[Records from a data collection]
>>>>

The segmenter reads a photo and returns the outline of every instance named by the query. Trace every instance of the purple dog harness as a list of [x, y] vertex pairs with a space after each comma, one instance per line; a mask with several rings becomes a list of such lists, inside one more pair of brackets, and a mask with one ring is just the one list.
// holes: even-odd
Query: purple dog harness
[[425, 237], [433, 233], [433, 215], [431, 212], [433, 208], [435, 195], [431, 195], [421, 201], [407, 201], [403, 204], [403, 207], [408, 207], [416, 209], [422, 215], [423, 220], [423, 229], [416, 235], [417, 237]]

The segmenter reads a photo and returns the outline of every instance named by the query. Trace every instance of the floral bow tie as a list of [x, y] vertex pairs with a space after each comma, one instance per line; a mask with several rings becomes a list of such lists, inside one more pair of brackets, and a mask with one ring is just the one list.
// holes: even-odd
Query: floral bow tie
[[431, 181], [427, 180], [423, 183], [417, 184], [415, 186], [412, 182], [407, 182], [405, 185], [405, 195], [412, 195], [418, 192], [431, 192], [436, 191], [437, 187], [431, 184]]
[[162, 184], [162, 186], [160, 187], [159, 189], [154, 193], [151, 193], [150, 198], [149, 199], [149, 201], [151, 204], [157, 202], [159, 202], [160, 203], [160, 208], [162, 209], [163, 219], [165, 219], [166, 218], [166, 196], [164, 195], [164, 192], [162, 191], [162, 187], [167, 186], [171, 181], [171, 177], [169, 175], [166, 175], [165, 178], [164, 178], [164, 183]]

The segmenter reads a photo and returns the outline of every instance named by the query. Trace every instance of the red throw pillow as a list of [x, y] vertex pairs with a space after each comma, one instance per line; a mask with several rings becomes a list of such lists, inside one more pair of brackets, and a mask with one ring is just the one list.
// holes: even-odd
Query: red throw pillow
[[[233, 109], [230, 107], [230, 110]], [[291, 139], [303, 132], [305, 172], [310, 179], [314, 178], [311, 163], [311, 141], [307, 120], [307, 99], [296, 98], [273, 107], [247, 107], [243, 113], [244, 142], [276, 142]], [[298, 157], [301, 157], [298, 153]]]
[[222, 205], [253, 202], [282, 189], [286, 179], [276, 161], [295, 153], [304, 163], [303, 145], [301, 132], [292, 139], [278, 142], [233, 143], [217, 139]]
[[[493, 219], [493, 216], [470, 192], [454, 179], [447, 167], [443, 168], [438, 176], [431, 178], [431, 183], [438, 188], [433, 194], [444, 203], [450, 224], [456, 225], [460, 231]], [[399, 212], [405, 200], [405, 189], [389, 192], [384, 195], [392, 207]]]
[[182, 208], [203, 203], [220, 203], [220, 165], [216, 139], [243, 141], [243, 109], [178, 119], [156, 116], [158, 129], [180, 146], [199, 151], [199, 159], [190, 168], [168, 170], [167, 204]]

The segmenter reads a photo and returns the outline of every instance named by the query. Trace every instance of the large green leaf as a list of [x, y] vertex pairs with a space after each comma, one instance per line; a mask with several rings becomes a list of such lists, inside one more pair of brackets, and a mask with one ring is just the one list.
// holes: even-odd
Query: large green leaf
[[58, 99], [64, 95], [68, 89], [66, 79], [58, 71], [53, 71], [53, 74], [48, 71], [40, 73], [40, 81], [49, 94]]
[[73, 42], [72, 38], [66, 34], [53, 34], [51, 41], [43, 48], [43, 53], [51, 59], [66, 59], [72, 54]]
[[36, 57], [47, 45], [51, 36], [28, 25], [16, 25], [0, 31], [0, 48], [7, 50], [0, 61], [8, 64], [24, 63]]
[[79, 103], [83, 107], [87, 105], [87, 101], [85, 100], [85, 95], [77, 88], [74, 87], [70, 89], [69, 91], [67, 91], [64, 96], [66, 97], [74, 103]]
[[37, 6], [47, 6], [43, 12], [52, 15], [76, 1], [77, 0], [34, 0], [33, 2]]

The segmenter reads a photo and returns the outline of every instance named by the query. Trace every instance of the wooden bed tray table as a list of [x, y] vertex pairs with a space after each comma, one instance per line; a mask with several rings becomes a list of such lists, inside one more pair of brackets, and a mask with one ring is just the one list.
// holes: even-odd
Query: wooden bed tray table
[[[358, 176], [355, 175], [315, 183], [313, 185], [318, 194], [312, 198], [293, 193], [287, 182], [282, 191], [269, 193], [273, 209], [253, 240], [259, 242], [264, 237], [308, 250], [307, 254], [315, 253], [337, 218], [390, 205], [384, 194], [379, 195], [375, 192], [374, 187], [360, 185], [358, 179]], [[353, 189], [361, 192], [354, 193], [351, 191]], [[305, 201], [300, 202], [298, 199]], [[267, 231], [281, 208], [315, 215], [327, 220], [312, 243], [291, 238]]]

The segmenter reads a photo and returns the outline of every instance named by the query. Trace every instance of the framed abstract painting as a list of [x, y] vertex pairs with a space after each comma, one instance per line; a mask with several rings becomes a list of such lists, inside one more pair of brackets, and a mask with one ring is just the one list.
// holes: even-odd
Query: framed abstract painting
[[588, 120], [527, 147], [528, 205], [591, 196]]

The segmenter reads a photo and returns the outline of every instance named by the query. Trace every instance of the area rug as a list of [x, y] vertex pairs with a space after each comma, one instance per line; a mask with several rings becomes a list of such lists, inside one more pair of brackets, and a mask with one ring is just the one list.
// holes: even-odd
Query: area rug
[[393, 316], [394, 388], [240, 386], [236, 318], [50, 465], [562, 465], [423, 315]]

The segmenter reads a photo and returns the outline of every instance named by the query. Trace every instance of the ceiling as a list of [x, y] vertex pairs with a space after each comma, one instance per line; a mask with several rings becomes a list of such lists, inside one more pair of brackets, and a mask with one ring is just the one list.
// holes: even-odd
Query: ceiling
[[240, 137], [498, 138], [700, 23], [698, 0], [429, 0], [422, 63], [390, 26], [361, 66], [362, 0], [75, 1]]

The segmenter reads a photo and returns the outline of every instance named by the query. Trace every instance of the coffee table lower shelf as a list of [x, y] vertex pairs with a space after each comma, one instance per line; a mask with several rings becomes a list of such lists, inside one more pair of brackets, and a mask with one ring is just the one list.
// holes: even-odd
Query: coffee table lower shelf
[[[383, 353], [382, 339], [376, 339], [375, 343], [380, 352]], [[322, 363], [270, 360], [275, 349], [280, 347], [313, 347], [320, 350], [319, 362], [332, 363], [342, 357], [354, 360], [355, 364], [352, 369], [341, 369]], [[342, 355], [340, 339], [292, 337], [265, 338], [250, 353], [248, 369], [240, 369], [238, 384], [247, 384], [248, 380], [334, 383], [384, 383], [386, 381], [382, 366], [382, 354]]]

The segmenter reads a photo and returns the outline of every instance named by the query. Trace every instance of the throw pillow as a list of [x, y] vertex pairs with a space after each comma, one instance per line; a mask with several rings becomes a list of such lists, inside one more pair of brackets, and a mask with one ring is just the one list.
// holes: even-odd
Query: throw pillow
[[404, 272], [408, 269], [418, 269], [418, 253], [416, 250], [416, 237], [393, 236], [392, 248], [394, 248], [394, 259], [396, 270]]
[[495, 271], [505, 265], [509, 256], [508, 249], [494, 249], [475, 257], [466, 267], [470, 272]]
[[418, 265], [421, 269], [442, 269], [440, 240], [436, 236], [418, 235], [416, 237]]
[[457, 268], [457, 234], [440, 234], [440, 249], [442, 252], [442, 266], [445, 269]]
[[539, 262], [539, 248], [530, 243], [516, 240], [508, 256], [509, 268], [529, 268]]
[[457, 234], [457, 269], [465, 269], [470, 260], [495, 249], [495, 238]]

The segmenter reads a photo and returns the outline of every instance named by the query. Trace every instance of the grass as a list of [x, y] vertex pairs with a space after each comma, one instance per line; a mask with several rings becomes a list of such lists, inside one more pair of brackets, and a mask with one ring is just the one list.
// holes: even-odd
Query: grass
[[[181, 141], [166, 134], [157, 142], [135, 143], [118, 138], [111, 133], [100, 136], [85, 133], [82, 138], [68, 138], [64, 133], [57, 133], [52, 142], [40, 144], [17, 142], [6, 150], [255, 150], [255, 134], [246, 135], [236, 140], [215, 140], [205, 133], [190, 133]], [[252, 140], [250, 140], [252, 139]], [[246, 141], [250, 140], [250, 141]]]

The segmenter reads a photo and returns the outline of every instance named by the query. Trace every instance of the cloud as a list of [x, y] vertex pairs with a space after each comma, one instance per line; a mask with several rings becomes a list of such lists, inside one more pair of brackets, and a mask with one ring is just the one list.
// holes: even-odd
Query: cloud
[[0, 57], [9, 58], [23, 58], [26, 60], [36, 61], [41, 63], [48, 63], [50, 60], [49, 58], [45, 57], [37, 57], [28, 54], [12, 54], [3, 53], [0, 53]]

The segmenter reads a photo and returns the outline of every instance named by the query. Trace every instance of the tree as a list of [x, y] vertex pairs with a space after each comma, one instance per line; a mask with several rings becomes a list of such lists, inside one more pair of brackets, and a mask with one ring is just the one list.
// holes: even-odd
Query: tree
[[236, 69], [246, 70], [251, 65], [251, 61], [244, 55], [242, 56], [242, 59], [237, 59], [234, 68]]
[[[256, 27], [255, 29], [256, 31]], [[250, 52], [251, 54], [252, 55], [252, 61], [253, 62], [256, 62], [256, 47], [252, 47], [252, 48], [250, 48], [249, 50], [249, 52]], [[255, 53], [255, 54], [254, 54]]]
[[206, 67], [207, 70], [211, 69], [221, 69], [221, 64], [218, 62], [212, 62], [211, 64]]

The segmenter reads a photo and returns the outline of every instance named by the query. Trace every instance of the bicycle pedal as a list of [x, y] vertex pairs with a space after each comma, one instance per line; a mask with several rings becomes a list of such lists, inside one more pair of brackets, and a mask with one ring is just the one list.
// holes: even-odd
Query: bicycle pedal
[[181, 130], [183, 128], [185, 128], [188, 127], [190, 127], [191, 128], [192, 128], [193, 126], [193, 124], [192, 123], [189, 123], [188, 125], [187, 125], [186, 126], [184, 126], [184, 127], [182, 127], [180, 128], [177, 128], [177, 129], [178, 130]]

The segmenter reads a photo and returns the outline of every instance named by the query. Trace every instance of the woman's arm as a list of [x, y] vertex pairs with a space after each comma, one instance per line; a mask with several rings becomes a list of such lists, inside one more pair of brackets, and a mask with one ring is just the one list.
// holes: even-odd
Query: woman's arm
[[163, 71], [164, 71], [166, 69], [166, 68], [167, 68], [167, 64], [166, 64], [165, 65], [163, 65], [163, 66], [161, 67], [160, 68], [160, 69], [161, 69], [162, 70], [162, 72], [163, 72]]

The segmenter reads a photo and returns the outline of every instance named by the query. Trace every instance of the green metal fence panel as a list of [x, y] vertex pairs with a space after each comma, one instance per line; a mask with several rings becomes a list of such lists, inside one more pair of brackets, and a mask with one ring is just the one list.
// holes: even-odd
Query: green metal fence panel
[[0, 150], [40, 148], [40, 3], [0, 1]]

<<<<

YOUR INSTRUCTIONS —
Return only the lines running from the line with "of the woman's" to the last line of the records, both included, exactly as written.

TASK OUTPUT —
The segmenter reads a photo and returns the outline of every instance named by the query. Trace every instance of the woman's arm as a list of [x, y] vertex pairs with a space after each comma, one instance per line; a mask with several rings becomes a list of such lists, inside one more pair of brackets, and a mask with one ring is just the one list.
// holes: even-odd
Query: woman's arm
[[163, 71], [164, 71], [166, 69], [166, 68], [167, 68], [167, 64], [166, 64], [165, 65], [163, 65], [163, 66], [161, 67], [160, 68], [160, 69], [161, 69], [162, 70], [162, 72], [163, 72]]

The segmenter reads a photo and returns the outline of every instance named by the query. Trace every instance of the green metal fence panel as a list of [x, y] vertex pairs with a space after each comma, one instance per line; a mask with several rings becomes a list of such lists, inside one more pair of brackets, and a mask with one ring is just the one list.
// holes: even-odd
Query: green metal fence panel
[[0, 150], [40, 148], [40, 3], [0, 1]]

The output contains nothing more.